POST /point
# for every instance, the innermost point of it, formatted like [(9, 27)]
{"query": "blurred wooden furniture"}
============
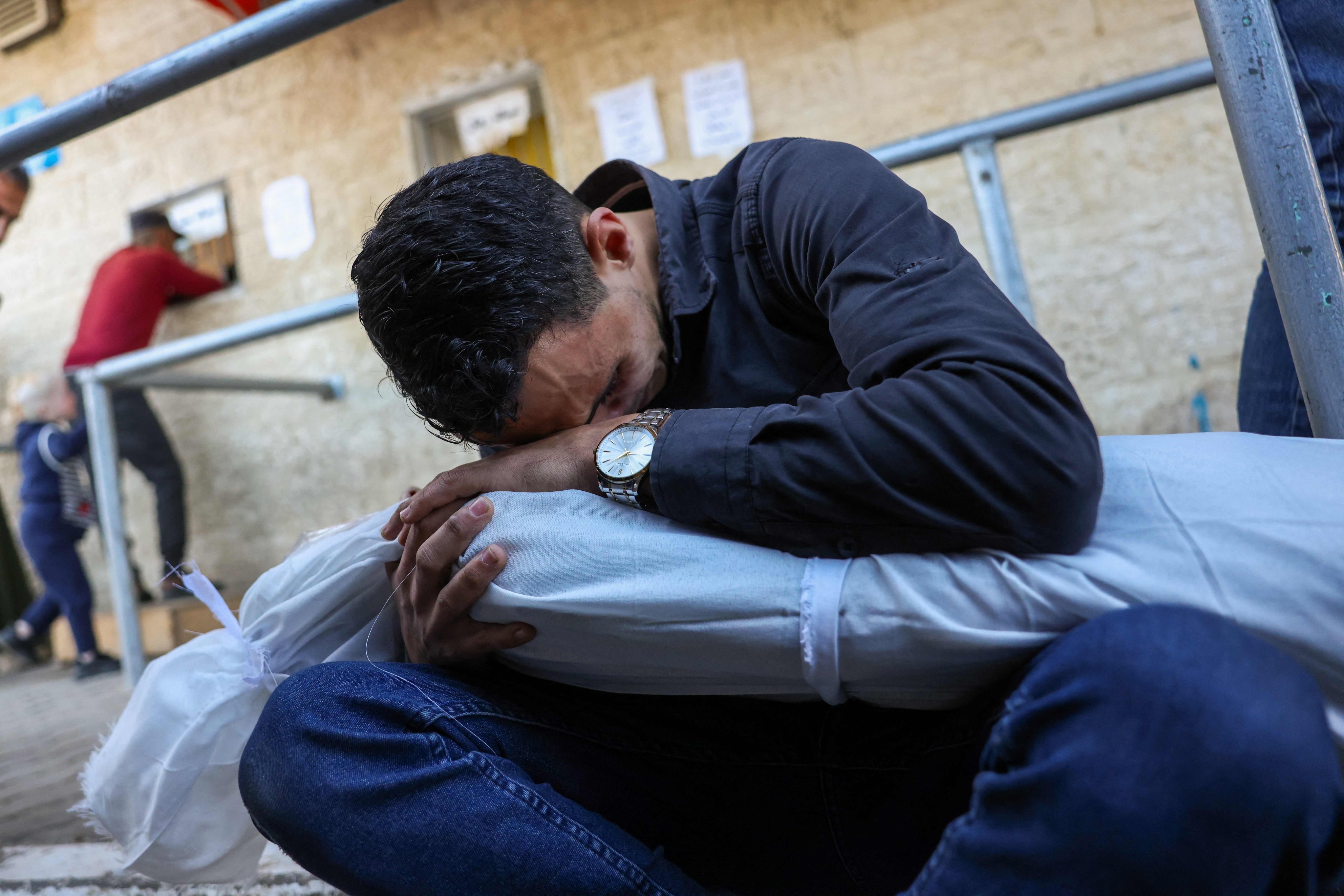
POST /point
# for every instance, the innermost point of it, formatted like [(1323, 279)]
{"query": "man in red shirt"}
============
== EXERCISE TASK ==
Pick out each row above that contains the string "query", matching case, and copy those rows in full.

== TASK SOLUTION ==
{"query": "blurred wooden furniture"}
{"query": "man in red shirt"}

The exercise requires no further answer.